**Problem**
Rewrite all of the lines below, replacing "thickest part" with "widest part" and leaving everything else unchanged. Omit the pictures from your answer.

**Input records**
+===+

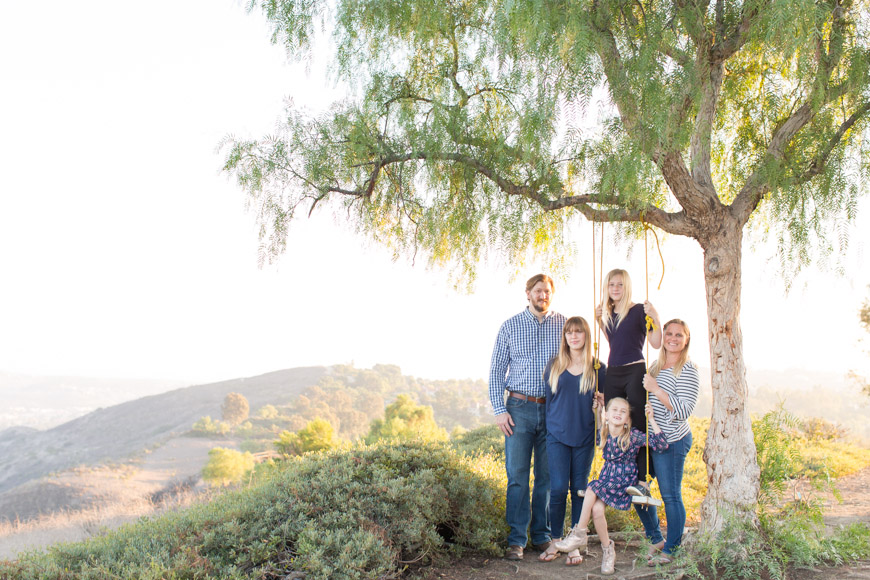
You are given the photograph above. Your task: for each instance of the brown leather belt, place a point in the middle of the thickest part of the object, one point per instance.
(522, 397)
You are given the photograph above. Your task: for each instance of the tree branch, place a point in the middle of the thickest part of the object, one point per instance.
(588, 205)
(822, 93)
(817, 165)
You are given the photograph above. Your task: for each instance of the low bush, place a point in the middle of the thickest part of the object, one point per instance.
(363, 512)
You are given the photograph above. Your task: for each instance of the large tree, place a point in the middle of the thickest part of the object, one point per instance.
(473, 126)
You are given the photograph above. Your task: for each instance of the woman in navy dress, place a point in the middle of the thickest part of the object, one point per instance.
(573, 380)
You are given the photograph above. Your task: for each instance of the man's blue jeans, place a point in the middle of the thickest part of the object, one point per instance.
(569, 470)
(529, 435)
(669, 473)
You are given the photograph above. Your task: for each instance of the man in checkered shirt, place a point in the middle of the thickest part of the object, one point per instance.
(524, 346)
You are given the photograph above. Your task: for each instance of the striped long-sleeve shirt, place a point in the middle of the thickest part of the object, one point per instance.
(522, 350)
(683, 394)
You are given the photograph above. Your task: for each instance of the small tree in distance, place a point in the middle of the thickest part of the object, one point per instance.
(235, 408)
(405, 419)
(317, 435)
(227, 466)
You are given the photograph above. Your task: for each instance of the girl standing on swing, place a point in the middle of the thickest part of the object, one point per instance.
(625, 327)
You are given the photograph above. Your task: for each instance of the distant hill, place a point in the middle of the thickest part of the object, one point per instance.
(116, 432)
(44, 402)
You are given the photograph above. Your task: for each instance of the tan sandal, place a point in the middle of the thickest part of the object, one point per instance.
(550, 554)
(575, 559)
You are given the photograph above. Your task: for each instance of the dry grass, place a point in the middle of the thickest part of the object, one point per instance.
(73, 526)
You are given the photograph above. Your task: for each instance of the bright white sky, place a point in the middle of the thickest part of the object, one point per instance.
(125, 252)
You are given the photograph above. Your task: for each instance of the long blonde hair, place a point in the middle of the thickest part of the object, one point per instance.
(562, 360)
(657, 366)
(615, 310)
(624, 438)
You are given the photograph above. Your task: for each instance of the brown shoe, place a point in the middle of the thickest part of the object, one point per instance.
(608, 560)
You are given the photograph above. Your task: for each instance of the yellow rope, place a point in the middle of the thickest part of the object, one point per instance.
(596, 361)
(650, 326)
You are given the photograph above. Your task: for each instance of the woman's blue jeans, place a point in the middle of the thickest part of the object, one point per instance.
(569, 471)
(669, 473)
(529, 435)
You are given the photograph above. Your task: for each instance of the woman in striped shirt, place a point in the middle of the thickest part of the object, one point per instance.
(673, 384)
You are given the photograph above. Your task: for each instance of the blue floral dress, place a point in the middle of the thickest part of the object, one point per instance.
(620, 468)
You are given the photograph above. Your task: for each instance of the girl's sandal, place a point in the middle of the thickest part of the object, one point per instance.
(574, 558)
(654, 550)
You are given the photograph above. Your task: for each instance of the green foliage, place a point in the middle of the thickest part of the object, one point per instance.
(472, 126)
(778, 456)
(348, 514)
(792, 532)
(206, 426)
(404, 419)
(227, 466)
(235, 408)
(318, 435)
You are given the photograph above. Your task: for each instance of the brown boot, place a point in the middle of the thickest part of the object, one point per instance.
(608, 560)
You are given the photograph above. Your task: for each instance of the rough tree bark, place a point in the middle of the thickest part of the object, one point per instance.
(730, 455)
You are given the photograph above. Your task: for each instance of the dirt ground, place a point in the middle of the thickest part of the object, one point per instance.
(102, 497)
(630, 560)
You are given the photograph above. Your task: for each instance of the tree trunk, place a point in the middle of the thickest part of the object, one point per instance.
(730, 455)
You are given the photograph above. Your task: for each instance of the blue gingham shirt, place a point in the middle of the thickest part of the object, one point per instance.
(522, 350)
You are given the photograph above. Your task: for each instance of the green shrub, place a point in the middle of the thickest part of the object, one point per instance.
(488, 440)
(791, 533)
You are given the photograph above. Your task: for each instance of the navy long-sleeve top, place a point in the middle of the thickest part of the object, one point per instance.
(626, 340)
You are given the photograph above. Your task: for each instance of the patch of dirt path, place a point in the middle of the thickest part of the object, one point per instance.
(630, 560)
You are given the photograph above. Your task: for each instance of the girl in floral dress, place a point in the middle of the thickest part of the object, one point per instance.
(621, 444)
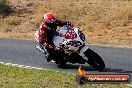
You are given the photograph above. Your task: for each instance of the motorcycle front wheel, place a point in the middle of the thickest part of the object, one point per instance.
(94, 60)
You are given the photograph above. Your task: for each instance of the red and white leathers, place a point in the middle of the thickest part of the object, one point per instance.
(47, 33)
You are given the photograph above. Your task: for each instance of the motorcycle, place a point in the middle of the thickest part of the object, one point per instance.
(74, 49)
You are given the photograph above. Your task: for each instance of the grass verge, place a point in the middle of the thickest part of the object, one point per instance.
(14, 77)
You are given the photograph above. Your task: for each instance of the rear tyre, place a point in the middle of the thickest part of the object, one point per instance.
(94, 60)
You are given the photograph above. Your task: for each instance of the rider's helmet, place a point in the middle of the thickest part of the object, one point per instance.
(49, 20)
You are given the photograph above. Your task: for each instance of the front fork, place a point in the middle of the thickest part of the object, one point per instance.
(81, 52)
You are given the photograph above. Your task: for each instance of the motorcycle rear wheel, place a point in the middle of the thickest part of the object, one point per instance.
(94, 60)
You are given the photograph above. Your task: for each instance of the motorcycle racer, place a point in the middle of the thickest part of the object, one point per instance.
(47, 30)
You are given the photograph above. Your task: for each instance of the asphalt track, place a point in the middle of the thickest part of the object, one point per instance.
(23, 52)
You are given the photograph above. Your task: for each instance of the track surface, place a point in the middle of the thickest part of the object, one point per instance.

+===+

**Task response**
You are given the photograph above. Your task: for each instance of the brown leather belt, place a point in the middle of the widest part of the object, one point per instance.
(522, 397)
You are given the photograph above. Your task: for each instance of the tree branch, place a point in the middle of the widest part of the object, one point per instance.
(588, 205)
(822, 93)
(817, 165)
You are given the photograph above. Your task: for each instance of the low bush, place a point in the middle of the widest part of the object, one point per instance.
(363, 512)
You are given the photograph above. Your task: for each instance of the large tree, place a point in the middle of the widest part of the object, one point per instance.
(473, 126)
You are given the photograph above. Your task: for each instance of the woman in navy dress, place a point in the middle of the widest part of the object, one point per instance.
(573, 380)
You are given the photograph above. Your task: for each instance of the man's blue jeans, place a point in the middle of the widest part of the object, one point per instance.
(569, 470)
(529, 435)
(669, 473)
You are given the photograph above. Your task: for each instance of the man in checkered shirt, place a point in the middle of the widest part of the object, one point per instance.
(524, 346)
You are given the photograph above. Your task: for each instance of the striped long-sleeve shirt, place a point in the middle of the widest part of the object, one point per instance.
(522, 350)
(683, 394)
You are given the photograph above. Your task: for each instance of the small tree in distance, place a point in the middle of the widest part of the object, one point per instance.
(235, 408)
(405, 419)
(317, 435)
(227, 466)
You are given the photograph above. Your task: for each instance of the girl standing on swing, place a point in the middle of the widest part of the object, one point per instance.
(625, 327)
You are given the photograph above. Your task: for each instance of the distant hill, place a point in the middle of the widest part of the object, one point per instance.
(116, 432)
(44, 402)
You are given the photograph above. Your task: for each instance of the tan sandal, place a point in the middle of the widest part of the object, one point per instance.
(550, 554)
(575, 559)
You are given the photograph above. Your task: for each instance of the dry grass, place a point in the middle of the widest part of the object, one point per instance.
(73, 526)
You are given the photograph above. Your task: for each instance of the bright white sky, place a point in the middle of the widest part of the object, one point per instance.
(125, 252)
You are given the photograph above. Your task: for each instance of the long blonde hair, place a point in the middle of the widest part of the object, one point per instance.
(562, 360)
(657, 366)
(615, 310)
(624, 438)
You are given the photograph above. Your task: for each instance of the brown shoe, place a point in the middle of the widest part of the object, one point per instance.
(608, 560)
You are given the photograph above. Your task: for each instance of the yellow rope, place a point in the middle of the widest part of the object, one point per instance.
(596, 361)
(650, 326)
You are given the photograph above. Your task: for each instance of the woman's blue jeans, place a point in the middle of the widest part of the object, one point per instance.
(569, 471)
(669, 473)
(529, 435)
You are given the photograph above. Your task: for each instance of the woman in striped shirt, place a point in the middle of the widest part of the object, one point per instance.
(673, 384)
You are given the photograph above. Your task: for each instance of the blue floral dress, place a point in the middle of the widest part of the object, one point per instance.
(620, 468)
You are given the photograph above. Your task: for each instance of the girl's sandal, place a point in the middle of the widest part of the object, one point per instance.
(574, 558)
(654, 550)
You are given the photograph above. Your task: for each instance of the green foliage, place a point in the middle of the widest part of the object, one point per instance.
(472, 126)
(778, 456)
(348, 514)
(792, 532)
(206, 426)
(404, 419)
(227, 466)
(235, 408)
(318, 435)
You are given the photograph above. Your task: for each instance of the brown boot, place a point in the middle of the widest part of the object, one point per instance.
(608, 560)
You are given the photograph above. Your task: for each instance of the rough tree bark, place a point in the middle of the widest part of the object, one point per instance.
(730, 455)
You are given the photograph above. Your task: for each instance of the dirt ground, place a point in the middle of the widest part of the object, one point per instance.
(102, 497)
(630, 560)
You are given the photograph above. Your task: for each instance of the tree trunk, place a point in the middle of the widest part of the object, one point per instance.
(730, 455)
You are given the photograph above. Your task: for each instance of the blue gingham shirt, place a point in the middle of the widest part of the object, one point per instance.
(522, 350)
You are given the photograph above. Your task: for each instance of the green shrub, place a point in the middle of the widest part of the object, one point per instance.
(488, 440)
(791, 533)
You are given the photograph above. Your task: for each instance of the navy long-sleeve top, place a point in the middle of the widest part of the object, one point per instance.
(626, 340)
You are given the photograph above. Your task: for each instance of the patch of dirt path, place a point in the middle of the widest part of the object, one point per instance.
(630, 560)
You are given the photograph above. Your task: for each instance of the girl in floral dress, place a point in the middle of the widest part of the object, one point per instance.
(621, 444)
You are given the photograph above. Your task: for each instance of the motorcycle front wheel, place a point in the middle of the widest part of the object, one point per instance.
(94, 60)
You are given the photograph above. Your task: for each instance of the red and white leathers, place a point in the middle of the widest part of the object, one point per instance.
(47, 33)
You are given the photograph above. Your task: for each instance of the motorcycle, place a point in the middle of the widest part of the object, one point per instance.
(74, 49)
You are given the photograph above. Your task: for each instance of the grass verge, place a point in the middle of the widest part of the object, one point per instance.
(14, 77)
You are given the photograph above. Your task: for each instance of the rear tyre, place a point in the middle of the widest part of the object, one point per instance.
(94, 60)
You are given the photograph above. Your task: for each instance of the rider's helmet, place a point in the middle of the widest part of the object, one point per instance.
(49, 20)
You are given the photograph above. Your task: for each instance of the front fork, place a point in the middle of the widest part of the object, one point per instance.
(81, 52)
You are given the photograph above. Your task: for each instance of the motorcycle rear wheel, place a point in the middle of the widest part of the object, one point per instance.
(94, 60)
You are given the photograph above. Your task: for each instance of the motorcycle racer, place a point in the middle of the widest part of the object, one point per instance.
(47, 30)
You are given the photograph above. Your task: for each instance of the asphalt track, place a point in the middle of the widest part of the object, one point per instance.
(23, 52)
You are given the photograph above. Your task: for each instance of the track surface, place a point in the middle of the widest part of the object, one point per instance.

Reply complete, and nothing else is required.